— START —
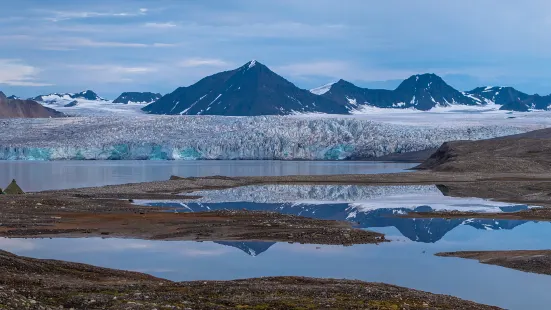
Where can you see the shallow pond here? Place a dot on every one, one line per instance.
(401, 262)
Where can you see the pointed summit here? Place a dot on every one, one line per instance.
(13, 189)
(252, 89)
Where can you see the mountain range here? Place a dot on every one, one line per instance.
(253, 89)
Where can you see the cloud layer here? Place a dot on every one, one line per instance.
(158, 46)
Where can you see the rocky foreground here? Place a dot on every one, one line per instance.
(27, 283)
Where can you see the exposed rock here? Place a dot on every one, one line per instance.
(13, 189)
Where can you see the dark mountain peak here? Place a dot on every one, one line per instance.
(87, 94)
(252, 89)
(253, 66)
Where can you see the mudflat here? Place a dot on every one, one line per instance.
(39, 215)
(28, 283)
(535, 261)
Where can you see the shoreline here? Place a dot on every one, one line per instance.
(28, 283)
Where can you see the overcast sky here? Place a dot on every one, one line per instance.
(158, 45)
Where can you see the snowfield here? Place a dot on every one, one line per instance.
(319, 137)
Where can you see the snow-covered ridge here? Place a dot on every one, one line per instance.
(322, 89)
(219, 137)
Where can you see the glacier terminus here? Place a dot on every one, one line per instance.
(214, 137)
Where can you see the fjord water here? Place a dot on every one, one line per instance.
(49, 175)
(407, 261)
(400, 262)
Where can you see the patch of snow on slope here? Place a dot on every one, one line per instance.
(322, 89)
(351, 100)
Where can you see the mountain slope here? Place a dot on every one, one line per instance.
(137, 97)
(68, 97)
(252, 89)
(16, 108)
(510, 99)
(421, 92)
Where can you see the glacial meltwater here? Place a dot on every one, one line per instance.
(408, 260)
(50, 175)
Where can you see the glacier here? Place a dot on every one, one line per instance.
(149, 137)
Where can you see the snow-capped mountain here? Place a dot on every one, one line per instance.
(17, 108)
(69, 99)
(421, 92)
(252, 89)
(510, 99)
(252, 248)
(137, 98)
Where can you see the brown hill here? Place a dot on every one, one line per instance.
(524, 153)
(16, 108)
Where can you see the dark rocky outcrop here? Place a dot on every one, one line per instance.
(526, 153)
(511, 99)
(420, 92)
(16, 108)
(13, 189)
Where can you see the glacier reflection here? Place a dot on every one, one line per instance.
(366, 206)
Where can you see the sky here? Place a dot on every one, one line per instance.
(159, 45)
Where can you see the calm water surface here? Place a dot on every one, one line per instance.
(406, 261)
(37, 176)
(401, 262)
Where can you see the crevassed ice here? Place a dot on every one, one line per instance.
(214, 137)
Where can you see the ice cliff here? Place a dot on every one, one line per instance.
— END —
Aim of the exercise:
Omit all pictures while transcribing the entries verbatim.

Correct result:
Where can you see the shallow pond here? Place a dot on every one, one line per instance.
(401, 262)
Where can you see the pointed summit here? Place a dot on every one, one line per instance.
(13, 189)
(252, 89)
Where can you see the mountain range here? Place a dot on every one, one line per instance.
(253, 89)
Where can you see the cloud layer here? Place a dot on every one, one line per instance.
(158, 46)
Where can you see the rocky foreground here? Place a dot on every one, one line per instance.
(27, 283)
Where can you see the exposed rock here? Place a dot on every one, one line per instance.
(13, 189)
Where can you see the dark mountain peak here? Place a dot on every one, one line per instance.
(87, 94)
(252, 89)
(253, 66)
Where can you see the mudflat here? Place a dot on every one, one line per instance.
(39, 215)
(28, 283)
(535, 261)
Where can you see the shoreline here? Place a dot on every one, one line per instance.
(28, 283)
Where can you see the overcast sky here? Place a dot on every one, one line per instance.
(158, 45)
Where can you see the snowfield here? Place a dot on every one, one line per instance.
(319, 137)
Where can you see the snow-covered ridge here? Place a dot on every one, one line per instance.
(322, 89)
(219, 137)
Where can you see the glacier terminus here? Place a dot on every one, one line per instance.
(214, 137)
Where can you see the fjord water here? Place a dot on every one, one line per instance.
(49, 175)
(407, 261)
(400, 262)
Where can you see the patch of snow on slope here? Place a dot on every one, one line per instance.
(322, 89)
(351, 100)
Where can you see the mountain slope here? Place a dot on every one, one line per instance.
(137, 97)
(68, 97)
(252, 89)
(16, 108)
(510, 99)
(421, 92)
Where can you see the glacial meltwater here? Place a dot on every one, one line per instance.
(408, 260)
(50, 175)
Where can you see the glacier here? Place a dot on every one, one line per instance.
(149, 137)
Where can you see the snow-capped mountain here? Place a dot on every one, one line per instance.
(17, 108)
(69, 99)
(421, 92)
(252, 89)
(510, 99)
(252, 248)
(137, 98)
Where can you see the brown hill here? Place a dot on every one, one line per instance.
(524, 153)
(16, 108)
Where can you see the dark rocky outcrop here? Place a dot on every one, one line per instance.
(526, 153)
(511, 99)
(420, 92)
(16, 108)
(13, 189)
Where can you see the glacier reflection here? Place a dot on every one, one line per instance.
(366, 206)
Where can you see the sky here? Place a dot on every one, one line per instance.
(159, 45)
Where can you see the calm water surface here? Place a dot on every one, one line per instance.
(406, 261)
(37, 176)
(401, 262)
Where can you see the crevassed ice here? Place a dot on every one, one line per instance.
(214, 137)
Where can you see the ice cliff here? Place a dot on every one, one line per instance.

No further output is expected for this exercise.